**What the task requires:**
Report how many lines of the records contain the string "exact", with case taken into account. Give only the number.

++++ Data listing ++++

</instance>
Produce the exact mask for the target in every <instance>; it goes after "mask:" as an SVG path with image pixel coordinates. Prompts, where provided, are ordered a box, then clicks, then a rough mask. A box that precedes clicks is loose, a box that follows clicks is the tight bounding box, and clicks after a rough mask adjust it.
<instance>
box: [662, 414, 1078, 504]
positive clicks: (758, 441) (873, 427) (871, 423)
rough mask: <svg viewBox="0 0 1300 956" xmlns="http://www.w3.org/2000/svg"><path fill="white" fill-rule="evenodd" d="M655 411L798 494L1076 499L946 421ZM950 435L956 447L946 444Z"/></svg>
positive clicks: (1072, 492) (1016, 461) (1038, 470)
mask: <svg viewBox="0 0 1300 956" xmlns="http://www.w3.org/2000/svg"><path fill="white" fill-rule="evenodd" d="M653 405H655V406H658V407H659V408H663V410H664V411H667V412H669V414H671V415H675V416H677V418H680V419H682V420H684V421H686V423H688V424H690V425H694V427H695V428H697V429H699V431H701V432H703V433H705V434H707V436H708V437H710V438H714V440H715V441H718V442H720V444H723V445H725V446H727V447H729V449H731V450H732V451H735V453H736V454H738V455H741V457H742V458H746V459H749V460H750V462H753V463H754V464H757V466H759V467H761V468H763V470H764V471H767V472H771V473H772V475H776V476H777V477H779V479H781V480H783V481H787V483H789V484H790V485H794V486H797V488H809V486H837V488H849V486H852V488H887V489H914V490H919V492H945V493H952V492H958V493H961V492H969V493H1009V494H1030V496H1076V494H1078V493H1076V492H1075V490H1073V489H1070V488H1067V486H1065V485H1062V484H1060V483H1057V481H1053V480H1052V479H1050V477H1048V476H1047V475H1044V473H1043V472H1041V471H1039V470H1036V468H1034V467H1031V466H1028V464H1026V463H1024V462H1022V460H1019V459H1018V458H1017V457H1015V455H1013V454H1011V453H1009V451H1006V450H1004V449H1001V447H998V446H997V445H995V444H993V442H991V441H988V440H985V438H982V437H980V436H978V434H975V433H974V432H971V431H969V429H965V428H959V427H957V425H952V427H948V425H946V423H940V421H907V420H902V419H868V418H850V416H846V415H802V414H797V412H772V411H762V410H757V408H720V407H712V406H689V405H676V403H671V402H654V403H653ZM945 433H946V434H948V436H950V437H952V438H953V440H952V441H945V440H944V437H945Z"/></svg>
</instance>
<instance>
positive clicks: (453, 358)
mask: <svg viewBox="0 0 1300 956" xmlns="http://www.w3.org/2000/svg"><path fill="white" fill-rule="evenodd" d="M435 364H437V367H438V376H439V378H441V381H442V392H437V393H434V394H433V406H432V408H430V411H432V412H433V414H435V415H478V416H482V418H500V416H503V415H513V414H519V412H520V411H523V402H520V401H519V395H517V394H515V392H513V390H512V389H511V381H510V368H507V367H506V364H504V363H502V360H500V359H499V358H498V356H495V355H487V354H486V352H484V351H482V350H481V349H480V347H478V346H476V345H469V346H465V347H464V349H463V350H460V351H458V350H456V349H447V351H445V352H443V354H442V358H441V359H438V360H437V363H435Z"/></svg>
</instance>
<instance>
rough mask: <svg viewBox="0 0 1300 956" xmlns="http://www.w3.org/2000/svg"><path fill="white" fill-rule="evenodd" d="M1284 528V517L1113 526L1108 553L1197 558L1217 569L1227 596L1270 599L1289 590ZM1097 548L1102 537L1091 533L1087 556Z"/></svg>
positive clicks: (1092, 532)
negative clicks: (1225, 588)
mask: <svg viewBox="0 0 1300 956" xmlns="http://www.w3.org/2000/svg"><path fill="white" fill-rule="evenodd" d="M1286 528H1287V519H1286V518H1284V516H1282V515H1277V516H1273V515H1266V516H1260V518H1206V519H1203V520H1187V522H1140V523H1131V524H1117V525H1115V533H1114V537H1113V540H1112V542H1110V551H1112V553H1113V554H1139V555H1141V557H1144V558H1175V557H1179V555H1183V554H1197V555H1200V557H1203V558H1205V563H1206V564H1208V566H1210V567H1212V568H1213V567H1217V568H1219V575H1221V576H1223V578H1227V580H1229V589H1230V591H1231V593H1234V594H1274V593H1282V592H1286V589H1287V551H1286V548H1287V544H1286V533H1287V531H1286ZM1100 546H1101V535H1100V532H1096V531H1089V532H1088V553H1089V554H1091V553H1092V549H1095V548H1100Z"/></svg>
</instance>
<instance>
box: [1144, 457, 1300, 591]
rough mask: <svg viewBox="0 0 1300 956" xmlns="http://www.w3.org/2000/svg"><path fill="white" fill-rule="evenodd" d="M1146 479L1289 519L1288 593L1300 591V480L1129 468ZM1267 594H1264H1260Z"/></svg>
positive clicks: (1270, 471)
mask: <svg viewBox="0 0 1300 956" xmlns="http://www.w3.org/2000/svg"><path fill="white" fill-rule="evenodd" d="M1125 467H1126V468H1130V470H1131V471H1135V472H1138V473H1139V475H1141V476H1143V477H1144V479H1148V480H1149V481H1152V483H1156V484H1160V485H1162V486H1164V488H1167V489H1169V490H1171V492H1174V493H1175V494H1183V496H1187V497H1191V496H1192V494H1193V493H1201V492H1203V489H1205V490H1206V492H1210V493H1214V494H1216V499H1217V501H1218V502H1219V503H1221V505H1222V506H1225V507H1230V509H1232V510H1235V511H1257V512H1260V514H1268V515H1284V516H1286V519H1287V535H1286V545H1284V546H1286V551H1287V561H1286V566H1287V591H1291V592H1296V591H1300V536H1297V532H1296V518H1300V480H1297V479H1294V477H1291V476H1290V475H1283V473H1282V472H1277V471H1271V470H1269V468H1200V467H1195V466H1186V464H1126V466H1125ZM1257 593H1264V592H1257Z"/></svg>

++++
++++ Data listing ++++

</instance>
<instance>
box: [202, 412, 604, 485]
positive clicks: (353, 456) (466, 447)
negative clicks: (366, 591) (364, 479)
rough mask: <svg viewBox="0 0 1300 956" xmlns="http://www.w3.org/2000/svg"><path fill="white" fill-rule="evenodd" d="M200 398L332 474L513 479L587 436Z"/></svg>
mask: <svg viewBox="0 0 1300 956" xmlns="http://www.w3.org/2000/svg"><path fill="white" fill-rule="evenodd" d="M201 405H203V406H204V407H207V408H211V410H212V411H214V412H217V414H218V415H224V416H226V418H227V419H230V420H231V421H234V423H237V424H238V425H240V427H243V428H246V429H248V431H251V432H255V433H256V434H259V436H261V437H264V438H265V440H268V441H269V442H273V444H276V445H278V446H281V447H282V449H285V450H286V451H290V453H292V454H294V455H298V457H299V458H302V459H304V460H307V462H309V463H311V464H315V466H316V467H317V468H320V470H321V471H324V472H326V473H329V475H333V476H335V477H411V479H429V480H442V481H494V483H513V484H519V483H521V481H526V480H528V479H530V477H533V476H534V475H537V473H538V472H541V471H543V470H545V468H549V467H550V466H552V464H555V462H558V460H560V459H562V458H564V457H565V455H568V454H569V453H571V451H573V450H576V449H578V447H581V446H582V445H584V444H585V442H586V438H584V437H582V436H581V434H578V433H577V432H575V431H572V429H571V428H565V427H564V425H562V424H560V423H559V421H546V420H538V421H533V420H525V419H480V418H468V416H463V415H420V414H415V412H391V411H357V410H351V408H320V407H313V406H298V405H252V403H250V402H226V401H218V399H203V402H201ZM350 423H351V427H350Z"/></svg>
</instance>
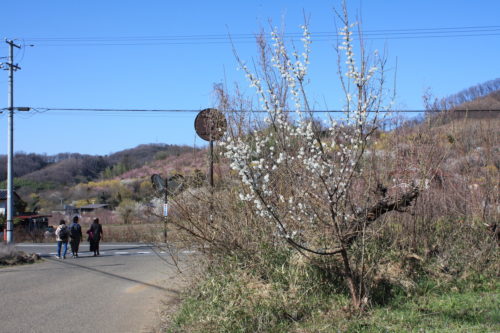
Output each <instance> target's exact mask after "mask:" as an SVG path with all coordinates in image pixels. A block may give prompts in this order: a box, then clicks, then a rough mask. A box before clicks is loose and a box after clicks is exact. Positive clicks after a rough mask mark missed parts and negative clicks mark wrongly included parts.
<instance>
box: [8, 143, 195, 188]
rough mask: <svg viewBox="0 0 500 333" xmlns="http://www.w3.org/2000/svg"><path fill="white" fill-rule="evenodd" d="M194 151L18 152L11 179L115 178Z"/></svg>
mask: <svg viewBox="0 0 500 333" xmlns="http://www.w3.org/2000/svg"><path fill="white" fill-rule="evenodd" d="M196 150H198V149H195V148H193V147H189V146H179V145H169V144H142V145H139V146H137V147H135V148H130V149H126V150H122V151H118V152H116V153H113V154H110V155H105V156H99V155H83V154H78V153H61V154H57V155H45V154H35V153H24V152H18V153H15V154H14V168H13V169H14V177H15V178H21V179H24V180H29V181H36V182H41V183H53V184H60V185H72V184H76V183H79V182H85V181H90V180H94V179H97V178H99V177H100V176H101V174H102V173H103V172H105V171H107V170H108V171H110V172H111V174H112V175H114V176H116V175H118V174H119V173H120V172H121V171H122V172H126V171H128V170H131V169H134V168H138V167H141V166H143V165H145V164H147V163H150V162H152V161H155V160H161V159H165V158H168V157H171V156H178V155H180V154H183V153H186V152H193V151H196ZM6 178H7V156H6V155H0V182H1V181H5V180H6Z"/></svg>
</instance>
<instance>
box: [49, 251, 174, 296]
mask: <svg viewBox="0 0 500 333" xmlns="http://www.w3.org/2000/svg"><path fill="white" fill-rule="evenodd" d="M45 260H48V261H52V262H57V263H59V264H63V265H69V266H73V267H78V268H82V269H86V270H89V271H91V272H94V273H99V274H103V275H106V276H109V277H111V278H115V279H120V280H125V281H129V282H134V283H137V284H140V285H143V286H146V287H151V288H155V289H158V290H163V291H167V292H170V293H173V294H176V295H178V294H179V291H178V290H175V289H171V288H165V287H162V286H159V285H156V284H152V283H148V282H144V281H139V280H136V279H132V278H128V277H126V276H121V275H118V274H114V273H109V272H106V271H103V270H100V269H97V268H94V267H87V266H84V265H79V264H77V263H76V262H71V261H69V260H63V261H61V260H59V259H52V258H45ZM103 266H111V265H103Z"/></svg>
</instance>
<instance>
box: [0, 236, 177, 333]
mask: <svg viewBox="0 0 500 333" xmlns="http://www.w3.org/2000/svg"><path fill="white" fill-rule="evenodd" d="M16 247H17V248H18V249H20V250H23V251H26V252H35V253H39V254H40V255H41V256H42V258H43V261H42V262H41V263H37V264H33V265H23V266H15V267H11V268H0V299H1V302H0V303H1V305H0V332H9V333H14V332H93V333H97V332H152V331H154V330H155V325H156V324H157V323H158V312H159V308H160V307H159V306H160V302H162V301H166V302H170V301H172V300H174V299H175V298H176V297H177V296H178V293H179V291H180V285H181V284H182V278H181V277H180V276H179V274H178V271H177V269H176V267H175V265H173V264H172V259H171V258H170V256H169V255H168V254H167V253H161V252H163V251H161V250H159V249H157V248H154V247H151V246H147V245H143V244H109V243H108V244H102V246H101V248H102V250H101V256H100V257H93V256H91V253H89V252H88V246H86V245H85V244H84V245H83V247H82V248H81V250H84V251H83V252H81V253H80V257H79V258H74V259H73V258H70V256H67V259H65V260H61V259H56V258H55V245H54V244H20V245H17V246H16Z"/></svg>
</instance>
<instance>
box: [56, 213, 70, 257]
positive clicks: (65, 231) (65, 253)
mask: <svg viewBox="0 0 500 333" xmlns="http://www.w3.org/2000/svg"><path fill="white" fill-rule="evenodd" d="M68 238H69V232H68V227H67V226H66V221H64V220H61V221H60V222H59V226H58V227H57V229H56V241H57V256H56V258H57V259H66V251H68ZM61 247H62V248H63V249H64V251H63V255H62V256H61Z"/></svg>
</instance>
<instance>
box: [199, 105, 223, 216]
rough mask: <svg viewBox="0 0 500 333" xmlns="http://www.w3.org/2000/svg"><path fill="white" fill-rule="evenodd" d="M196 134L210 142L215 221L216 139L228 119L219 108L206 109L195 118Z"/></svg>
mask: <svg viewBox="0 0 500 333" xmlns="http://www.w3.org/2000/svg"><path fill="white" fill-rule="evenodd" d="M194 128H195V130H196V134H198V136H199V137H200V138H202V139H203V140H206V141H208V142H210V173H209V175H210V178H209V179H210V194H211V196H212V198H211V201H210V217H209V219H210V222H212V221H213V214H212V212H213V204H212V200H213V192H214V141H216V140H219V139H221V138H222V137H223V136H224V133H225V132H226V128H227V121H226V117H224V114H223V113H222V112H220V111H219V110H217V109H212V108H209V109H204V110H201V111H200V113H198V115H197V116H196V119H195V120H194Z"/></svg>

++++

**Answer box:**
2